The data follows this line. Copy verbatim the line with "One keypoint belongs to every instance. Tag the duck in" and each line after it to the end.

Named object pointing entries
_ _ _ _

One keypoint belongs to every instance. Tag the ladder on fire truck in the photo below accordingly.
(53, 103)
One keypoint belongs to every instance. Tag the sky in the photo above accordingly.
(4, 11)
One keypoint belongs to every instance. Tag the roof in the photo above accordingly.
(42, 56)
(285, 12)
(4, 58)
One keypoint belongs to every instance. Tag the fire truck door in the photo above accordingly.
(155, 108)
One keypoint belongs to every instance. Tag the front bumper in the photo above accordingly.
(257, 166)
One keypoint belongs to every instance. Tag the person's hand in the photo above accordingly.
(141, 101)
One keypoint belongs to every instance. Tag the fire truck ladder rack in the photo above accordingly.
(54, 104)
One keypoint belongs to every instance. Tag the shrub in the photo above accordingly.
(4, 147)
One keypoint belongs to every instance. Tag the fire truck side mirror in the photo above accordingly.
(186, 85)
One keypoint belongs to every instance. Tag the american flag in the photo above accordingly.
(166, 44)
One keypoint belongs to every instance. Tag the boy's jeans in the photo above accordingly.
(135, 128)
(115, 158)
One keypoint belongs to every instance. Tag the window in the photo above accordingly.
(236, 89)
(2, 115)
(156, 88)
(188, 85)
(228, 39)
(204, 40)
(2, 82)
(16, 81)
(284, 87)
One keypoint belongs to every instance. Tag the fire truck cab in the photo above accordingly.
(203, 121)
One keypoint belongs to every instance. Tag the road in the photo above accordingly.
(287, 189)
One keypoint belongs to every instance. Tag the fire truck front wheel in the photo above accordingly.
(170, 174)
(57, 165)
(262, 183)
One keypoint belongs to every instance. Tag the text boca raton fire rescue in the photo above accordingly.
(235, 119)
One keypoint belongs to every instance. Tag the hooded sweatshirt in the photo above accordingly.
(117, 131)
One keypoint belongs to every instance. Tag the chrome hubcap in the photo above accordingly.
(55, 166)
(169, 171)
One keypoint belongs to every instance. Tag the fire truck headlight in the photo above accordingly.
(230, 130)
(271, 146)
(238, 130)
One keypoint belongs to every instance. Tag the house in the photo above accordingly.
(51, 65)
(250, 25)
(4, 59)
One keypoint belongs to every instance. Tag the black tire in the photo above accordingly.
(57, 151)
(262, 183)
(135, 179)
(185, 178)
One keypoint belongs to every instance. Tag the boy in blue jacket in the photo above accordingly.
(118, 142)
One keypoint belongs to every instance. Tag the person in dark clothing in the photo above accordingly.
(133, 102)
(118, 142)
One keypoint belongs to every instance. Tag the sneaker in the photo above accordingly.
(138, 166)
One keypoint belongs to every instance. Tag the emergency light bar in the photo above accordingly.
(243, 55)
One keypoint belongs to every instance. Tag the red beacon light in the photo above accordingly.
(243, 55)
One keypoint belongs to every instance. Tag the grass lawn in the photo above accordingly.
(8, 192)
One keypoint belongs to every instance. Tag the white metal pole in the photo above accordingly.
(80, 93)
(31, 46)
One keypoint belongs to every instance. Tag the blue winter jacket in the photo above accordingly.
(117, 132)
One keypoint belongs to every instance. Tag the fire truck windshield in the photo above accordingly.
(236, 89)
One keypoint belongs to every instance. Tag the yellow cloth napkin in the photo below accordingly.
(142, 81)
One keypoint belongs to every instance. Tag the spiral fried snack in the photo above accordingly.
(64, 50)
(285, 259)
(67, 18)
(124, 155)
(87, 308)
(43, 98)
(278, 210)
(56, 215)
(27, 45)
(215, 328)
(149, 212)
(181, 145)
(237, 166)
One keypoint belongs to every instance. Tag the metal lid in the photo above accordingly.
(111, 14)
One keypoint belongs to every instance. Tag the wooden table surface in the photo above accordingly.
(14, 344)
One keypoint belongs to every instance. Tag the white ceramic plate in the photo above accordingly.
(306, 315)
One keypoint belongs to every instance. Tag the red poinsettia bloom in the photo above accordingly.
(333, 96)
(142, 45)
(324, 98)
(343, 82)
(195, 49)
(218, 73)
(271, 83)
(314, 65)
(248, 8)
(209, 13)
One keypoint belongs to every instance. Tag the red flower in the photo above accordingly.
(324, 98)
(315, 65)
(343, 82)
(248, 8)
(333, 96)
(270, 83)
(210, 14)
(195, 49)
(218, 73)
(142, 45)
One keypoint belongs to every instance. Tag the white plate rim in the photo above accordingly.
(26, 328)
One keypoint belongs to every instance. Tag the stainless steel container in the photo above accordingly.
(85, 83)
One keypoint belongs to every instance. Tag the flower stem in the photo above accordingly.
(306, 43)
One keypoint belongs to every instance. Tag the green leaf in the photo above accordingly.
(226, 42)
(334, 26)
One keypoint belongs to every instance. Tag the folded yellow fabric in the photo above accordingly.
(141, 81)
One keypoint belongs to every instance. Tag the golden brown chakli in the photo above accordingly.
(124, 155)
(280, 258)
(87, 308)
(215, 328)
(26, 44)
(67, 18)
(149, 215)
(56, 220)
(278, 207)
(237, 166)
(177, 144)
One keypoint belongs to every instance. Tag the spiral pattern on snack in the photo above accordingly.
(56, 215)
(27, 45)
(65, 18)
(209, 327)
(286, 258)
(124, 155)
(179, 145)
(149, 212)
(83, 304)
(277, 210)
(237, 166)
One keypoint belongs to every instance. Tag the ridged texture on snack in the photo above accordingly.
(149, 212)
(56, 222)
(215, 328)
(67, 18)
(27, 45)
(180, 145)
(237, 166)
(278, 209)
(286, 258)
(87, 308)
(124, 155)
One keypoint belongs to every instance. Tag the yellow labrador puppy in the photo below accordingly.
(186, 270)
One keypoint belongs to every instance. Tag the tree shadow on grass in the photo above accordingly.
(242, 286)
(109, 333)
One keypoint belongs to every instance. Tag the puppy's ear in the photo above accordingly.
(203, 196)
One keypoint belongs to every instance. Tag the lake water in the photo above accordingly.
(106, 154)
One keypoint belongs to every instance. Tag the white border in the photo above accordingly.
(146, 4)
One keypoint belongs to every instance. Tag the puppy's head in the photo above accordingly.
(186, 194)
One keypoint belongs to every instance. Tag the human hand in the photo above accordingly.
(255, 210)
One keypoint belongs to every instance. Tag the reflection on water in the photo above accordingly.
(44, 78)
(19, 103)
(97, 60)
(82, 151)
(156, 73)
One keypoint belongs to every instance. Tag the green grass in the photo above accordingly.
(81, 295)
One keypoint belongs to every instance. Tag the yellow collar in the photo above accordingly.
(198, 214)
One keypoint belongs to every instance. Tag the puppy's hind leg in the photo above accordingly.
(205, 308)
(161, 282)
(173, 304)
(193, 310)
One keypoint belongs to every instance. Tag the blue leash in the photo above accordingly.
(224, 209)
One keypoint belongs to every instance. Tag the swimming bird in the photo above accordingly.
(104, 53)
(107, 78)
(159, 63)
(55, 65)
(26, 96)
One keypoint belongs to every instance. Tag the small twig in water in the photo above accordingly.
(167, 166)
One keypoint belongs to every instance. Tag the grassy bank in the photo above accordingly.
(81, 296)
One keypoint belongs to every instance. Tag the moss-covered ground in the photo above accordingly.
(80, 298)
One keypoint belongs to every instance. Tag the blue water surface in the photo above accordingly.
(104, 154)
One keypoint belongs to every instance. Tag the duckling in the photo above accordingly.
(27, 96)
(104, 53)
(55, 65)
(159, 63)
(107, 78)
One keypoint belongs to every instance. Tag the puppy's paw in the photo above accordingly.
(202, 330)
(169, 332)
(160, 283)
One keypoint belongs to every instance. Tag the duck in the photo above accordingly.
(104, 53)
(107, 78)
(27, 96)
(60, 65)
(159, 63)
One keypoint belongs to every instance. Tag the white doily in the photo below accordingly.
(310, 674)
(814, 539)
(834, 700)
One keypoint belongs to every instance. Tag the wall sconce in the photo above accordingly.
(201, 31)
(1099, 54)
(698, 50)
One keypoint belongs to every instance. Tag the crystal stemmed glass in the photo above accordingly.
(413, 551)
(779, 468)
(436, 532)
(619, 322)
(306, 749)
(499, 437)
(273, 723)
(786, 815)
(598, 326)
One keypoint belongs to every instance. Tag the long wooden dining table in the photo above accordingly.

_ _ _ _

#### [The answer]
One keypoint belongs to every instance. Tag the duck in the photo above accordingly.
(104, 53)
(107, 78)
(27, 96)
(60, 65)
(159, 63)
One keypoint belongs to every instance. Tag the white doily in the photo below accordingly.
(310, 674)
(814, 539)
(834, 700)
One keypoint belongs to every instance. Tag the wall sconce in the photo above accordingly.
(201, 31)
(1099, 54)
(698, 50)
One keypoint belongs to every instance. Tag the crystal stemmed glass in the photo above accordingly.
(413, 551)
(779, 468)
(436, 532)
(619, 322)
(306, 749)
(499, 437)
(273, 723)
(786, 815)
(598, 326)
One keypoint belongs to every instance. Tag the long wooden dining table in the photo above accordingly.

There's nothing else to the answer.